Once the line holding "Target: soft out-of-focus foreground" is found in the entries below, transcribe exactly every line up to and including the one holding "Target: spider leg", but leave out the pictures.

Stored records
──────────

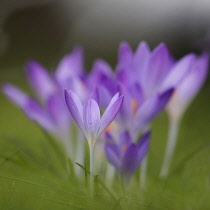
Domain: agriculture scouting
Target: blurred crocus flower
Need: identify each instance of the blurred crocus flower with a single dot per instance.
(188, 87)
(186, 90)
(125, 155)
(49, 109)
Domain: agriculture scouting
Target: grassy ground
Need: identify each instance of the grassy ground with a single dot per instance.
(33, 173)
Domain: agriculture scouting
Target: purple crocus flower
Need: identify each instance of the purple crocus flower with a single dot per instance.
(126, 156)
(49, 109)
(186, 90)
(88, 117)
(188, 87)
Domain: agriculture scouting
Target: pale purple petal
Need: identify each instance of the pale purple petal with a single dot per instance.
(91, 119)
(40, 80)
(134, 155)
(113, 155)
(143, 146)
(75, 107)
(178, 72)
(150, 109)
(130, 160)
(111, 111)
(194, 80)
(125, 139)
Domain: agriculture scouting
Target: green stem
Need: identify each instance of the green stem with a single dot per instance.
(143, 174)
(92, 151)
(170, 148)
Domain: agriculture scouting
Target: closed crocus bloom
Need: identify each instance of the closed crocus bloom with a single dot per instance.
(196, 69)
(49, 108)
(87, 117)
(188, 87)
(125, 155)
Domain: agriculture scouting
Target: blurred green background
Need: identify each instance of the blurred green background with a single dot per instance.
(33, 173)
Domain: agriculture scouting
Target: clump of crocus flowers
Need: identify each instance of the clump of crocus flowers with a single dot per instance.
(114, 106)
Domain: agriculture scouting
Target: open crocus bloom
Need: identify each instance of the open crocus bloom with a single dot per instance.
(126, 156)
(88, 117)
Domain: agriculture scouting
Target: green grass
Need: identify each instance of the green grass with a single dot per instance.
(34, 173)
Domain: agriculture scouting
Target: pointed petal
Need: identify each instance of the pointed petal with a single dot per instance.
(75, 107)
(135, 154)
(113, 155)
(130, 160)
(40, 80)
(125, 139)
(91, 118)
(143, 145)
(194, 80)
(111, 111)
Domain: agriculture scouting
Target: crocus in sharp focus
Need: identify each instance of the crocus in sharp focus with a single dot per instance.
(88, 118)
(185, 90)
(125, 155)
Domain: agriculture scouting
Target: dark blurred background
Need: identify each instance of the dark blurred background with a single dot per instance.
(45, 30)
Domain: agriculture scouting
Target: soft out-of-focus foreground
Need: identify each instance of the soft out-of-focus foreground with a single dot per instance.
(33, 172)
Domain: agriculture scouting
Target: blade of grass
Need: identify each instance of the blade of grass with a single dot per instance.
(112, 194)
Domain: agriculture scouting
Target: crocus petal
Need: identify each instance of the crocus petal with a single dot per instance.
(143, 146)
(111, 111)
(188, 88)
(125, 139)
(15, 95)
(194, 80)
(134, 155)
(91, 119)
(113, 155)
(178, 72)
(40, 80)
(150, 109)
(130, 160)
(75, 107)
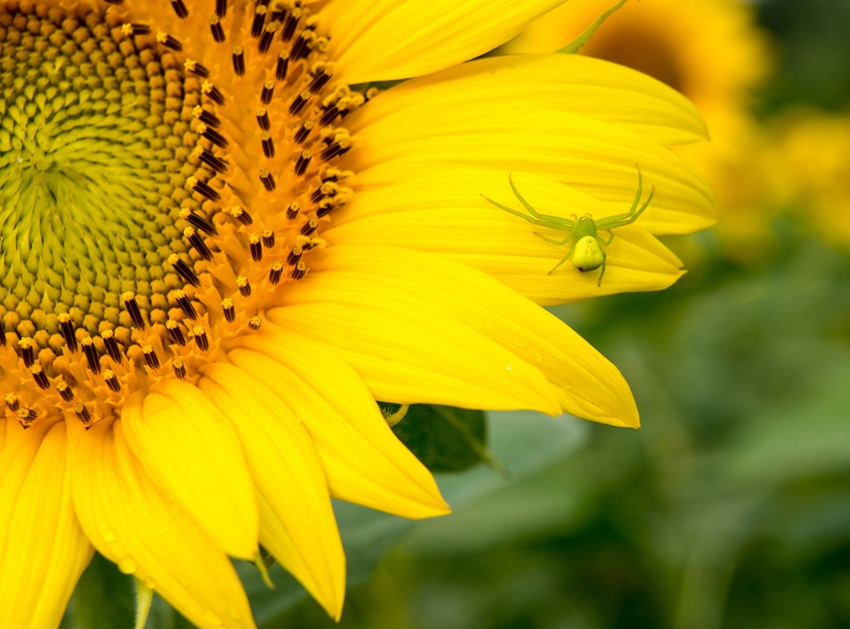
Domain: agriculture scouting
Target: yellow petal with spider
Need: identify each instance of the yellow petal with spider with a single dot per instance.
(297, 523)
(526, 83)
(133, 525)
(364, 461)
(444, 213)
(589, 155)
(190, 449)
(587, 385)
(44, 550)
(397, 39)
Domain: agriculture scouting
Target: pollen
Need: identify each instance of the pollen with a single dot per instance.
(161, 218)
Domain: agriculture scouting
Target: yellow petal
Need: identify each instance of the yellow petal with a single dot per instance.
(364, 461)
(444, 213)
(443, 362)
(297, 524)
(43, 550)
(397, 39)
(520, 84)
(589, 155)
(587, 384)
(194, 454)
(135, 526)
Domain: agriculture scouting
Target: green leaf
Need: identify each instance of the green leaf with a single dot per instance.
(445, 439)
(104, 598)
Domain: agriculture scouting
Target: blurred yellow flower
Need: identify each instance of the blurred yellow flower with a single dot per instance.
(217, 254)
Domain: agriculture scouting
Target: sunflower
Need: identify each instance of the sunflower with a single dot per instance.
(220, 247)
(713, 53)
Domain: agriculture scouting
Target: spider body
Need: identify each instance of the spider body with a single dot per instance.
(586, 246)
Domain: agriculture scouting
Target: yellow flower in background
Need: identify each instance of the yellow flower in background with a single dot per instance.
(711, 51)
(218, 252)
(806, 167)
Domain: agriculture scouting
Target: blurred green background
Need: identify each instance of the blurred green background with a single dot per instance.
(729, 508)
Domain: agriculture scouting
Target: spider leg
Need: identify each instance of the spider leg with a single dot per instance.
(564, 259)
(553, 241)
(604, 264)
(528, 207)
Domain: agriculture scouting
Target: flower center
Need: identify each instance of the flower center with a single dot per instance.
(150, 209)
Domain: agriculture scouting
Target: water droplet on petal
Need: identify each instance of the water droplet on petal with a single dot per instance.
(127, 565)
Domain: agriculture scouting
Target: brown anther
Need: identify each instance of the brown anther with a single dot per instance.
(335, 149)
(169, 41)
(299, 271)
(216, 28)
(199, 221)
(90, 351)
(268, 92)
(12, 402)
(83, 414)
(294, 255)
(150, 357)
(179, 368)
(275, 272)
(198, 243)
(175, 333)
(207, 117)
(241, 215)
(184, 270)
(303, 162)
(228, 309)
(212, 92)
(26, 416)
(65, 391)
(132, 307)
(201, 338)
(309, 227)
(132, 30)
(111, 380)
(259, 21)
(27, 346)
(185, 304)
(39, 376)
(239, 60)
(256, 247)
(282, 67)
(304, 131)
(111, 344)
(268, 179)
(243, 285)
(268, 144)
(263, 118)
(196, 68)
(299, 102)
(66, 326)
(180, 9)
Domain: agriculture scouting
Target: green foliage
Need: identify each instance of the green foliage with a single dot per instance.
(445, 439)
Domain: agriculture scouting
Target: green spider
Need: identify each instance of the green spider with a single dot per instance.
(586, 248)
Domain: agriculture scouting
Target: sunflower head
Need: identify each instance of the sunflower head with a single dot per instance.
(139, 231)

──────────

### TASK SOLUTION
Target: soft out-of-focus foreground
Need: identify each instance of the soft out-of-focus foreground with a single dot per instance.
(33, 172)
Domain: agriculture scouting
Target: blade of grass
Need: identify each instance of the blade of grass with a single dot per instance.
(112, 194)
Domain: agriculture scouting
Target: crocus petal
Need: identify each instance of the crocus petal with a single dot per instance.
(143, 146)
(111, 111)
(188, 88)
(125, 139)
(15, 95)
(194, 80)
(134, 155)
(91, 119)
(113, 155)
(178, 72)
(40, 80)
(150, 109)
(130, 160)
(75, 107)
Domain: agriculture scouting
Target: yellow petal with spider
Need: identify each instance of the yellow petal with spider with a single dot per instance.
(297, 523)
(526, 83)
(133, 525)
(364, 461)
(444, 213)
(589, 155)
(190, 449)
(587, 385)
(44, 550)
(397, 39)
Domain: agriculture scouting
Target: pollen
Need: identify each instance of the pollen with a single dot per instance.
(161, 218)
Domain: agriculture scouting
Target: yellow petal
Need: identify each instance of the yellow petal with a single dot per instance.
(364, 461)
(444, 213)
(443, 362)
(297, 524)
(43, 550)
(397, 39)
(520, 84)
(589, 155)
(587, 384)
(194, 454)
(135, 526)
Domain: agriculture scouting
Target: green leaf
Need: identify each instance of the green leaf with a single dot per instance.
(445, 439)
(104, 598)
Domain: agriculture scouting
Target: blurred yellow flower
Need: identify each instance of the blurred yellow flower with a single dot per instance.
(217, 254)
Domain: agriculture scouting
Target: sunflower
Need: identify each instance of the sunflower with a single dot per instance.
(220, 247)
(713, 53)
Domain: agriculture scouting
Target: spider body
Need: identify each instance of the spider body with a single dot per instance.
(586, 246)
Domain: agriculture scouting
Target: yellow flower in background
Need: identify each instance of the yellow flower in background with a single dot per instance.
(711, 51)
(218, 252)
(806, 167)
Domain: agriculture scouting
Target: blurred green background
Need: identify each instance of the blurred green background with a single dot per instance.
(729, 508)
Domain: agriculture scouting
Target: spider leg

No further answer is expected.